## Start Input material

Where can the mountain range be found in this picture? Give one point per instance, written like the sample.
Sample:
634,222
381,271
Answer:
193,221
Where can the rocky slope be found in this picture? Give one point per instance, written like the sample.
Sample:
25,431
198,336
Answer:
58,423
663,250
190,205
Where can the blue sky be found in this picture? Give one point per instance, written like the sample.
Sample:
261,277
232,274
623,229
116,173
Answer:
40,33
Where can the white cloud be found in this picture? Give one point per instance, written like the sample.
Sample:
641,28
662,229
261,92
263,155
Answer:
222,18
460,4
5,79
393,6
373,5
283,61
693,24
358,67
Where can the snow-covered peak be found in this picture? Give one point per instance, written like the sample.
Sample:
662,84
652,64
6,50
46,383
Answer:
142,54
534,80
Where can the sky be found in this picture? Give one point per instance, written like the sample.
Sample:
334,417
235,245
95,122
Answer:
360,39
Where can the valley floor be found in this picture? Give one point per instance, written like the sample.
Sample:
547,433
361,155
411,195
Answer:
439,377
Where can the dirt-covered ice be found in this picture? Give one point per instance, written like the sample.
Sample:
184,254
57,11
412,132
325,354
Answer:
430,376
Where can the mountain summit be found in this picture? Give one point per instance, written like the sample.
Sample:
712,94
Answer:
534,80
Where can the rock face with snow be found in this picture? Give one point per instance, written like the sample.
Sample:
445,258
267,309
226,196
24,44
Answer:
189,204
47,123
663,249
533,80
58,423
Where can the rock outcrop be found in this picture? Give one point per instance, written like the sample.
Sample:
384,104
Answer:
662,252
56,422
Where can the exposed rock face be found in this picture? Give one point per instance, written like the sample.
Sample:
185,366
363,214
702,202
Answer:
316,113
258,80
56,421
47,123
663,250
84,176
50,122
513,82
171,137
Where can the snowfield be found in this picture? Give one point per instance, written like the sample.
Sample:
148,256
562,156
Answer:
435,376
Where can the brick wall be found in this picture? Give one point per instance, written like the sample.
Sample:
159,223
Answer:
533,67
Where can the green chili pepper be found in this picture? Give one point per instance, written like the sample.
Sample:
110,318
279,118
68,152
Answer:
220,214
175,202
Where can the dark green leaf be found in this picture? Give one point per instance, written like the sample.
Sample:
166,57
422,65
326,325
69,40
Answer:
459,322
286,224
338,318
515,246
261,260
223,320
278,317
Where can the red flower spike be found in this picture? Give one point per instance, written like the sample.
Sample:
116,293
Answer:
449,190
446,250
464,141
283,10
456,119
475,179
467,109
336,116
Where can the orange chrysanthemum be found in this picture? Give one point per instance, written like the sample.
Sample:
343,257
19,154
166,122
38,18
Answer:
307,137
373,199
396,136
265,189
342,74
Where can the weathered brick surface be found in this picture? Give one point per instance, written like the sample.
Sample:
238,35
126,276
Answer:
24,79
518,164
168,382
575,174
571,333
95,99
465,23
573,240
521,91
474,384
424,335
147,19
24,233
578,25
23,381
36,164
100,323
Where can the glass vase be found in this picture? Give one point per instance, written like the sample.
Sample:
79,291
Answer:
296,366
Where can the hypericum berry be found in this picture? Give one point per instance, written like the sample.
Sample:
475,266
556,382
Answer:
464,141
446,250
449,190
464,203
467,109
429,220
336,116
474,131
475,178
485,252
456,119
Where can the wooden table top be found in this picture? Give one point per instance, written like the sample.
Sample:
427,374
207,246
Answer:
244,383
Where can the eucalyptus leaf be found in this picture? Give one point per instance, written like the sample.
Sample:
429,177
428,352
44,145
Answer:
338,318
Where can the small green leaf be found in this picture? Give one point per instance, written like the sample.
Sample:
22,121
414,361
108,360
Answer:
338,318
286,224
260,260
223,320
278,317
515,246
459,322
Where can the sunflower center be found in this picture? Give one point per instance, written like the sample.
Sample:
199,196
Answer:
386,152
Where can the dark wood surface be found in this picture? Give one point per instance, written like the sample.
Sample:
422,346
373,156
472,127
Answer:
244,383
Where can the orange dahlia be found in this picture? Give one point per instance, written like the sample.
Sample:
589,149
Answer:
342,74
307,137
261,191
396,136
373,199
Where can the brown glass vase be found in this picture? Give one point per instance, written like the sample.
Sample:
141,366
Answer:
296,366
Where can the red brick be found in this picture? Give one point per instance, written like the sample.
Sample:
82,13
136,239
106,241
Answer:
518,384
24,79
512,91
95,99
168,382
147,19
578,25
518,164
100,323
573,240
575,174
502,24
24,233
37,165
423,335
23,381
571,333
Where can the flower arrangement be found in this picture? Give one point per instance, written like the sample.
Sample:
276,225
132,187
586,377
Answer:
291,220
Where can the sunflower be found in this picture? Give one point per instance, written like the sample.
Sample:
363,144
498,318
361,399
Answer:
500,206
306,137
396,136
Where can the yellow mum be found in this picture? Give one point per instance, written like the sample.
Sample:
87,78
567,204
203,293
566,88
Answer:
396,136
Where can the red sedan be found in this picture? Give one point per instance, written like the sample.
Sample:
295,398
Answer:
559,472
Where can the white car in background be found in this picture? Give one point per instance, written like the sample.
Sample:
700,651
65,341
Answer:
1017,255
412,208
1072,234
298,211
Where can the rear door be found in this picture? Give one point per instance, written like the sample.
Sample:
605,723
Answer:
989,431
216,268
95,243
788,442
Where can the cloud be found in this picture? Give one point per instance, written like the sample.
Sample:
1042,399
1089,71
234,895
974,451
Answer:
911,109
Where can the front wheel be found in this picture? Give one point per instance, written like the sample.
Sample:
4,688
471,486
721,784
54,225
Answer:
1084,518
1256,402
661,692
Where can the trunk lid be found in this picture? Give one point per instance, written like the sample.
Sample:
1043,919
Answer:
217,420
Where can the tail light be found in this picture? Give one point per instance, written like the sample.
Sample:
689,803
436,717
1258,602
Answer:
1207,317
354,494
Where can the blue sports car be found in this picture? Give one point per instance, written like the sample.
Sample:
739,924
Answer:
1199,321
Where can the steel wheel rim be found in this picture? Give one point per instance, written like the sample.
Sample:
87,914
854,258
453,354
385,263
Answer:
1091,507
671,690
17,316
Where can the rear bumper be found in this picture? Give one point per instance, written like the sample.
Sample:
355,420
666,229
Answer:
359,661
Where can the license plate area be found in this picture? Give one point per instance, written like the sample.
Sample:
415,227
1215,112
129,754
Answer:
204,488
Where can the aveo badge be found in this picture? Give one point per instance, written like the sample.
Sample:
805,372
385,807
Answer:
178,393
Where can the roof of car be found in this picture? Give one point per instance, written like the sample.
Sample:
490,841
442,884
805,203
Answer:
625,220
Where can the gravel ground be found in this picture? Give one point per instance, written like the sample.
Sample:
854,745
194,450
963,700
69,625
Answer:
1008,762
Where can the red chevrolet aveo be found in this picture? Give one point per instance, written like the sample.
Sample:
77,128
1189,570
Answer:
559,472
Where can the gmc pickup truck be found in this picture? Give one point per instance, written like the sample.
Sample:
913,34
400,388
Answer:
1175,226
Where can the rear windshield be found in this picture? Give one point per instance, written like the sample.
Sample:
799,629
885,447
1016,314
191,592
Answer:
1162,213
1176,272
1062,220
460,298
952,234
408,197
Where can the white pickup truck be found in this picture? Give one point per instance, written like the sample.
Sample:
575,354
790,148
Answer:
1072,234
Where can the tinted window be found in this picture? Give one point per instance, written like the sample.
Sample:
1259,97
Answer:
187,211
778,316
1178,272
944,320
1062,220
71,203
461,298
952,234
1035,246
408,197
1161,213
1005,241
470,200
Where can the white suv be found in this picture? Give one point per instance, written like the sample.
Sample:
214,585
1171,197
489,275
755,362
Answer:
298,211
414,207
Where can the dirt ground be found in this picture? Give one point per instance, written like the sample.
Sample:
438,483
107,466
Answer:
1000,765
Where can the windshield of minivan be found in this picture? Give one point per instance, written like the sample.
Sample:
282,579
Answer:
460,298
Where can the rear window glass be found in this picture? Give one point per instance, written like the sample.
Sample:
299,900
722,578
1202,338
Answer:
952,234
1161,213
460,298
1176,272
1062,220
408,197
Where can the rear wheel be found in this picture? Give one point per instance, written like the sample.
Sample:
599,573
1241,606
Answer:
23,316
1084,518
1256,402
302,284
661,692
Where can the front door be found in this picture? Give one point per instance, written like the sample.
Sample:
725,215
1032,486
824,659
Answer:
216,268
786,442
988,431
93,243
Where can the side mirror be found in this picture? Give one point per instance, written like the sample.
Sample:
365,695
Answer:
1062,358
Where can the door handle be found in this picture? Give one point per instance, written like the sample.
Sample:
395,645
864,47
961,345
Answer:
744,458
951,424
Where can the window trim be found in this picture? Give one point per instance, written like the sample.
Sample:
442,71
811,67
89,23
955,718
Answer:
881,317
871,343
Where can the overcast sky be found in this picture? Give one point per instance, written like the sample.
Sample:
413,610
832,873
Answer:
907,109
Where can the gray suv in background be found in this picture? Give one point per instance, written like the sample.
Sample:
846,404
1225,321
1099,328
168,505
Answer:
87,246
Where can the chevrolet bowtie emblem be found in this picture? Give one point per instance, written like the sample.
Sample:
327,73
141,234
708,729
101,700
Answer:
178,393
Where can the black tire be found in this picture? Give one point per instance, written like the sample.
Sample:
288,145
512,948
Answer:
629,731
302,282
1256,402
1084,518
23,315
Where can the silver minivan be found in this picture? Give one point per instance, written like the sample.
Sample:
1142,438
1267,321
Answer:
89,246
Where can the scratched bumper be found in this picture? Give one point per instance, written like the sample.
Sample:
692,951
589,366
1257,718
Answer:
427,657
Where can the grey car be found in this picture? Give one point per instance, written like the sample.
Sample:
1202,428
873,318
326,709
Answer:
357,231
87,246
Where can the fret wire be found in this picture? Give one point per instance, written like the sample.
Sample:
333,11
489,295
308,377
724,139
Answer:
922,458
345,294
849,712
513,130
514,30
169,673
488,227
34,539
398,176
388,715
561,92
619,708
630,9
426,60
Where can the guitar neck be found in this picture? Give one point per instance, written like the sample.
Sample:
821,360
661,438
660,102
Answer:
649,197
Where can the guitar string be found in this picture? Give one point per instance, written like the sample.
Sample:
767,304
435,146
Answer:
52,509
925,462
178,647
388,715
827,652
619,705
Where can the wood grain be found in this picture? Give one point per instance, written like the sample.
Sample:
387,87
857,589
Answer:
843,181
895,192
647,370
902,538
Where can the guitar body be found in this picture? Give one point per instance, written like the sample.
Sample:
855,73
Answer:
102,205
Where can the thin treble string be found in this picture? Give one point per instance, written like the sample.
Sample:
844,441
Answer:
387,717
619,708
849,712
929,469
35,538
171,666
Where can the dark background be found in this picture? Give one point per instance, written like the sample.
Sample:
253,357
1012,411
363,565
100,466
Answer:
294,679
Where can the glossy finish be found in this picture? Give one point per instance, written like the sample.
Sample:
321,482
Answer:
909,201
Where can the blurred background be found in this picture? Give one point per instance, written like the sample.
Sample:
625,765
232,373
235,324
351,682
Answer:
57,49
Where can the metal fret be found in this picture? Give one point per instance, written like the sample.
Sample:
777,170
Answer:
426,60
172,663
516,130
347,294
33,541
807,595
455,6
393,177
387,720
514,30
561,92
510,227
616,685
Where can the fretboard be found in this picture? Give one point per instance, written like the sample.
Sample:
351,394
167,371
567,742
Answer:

## End Input material

Your instructions: Substitute "backdrop" for every "background" in the items from the line holding "Where can the dark background" through the end of the items, inclusive. Leave everything else unchanged, and give back only those lines.

Task response:
Where can the dark backdrop be found in this picture? Give one point per instance, written like the sample.
Sample:
253,357
1012,411
363,565
100,466
Answer:
294,679
Where can the glossy finish be found in this picture? Give one point per instance, written like the sample.
Sample:
321,482
Answer:
909,201
Where can the blurred backdrop be found in this picture? Give one point per instance, written like the sample.
Sample:
625,765
232,373
235,324
351,682
Answer:
57,49
Where can the metal fret be found in this picture? Give one point per instance, written like the sample.
Sample:
777,170
Answer:
426,60
172,663
516,130
347,294
33,541
807,595
455,6
393,177
387,720
514,30
561,92
510,227
616,685
Where can the fretboard be found in this picture? Give one point per instance, written like the sample.
Sample:
351,394
167,371
567,742
Answer:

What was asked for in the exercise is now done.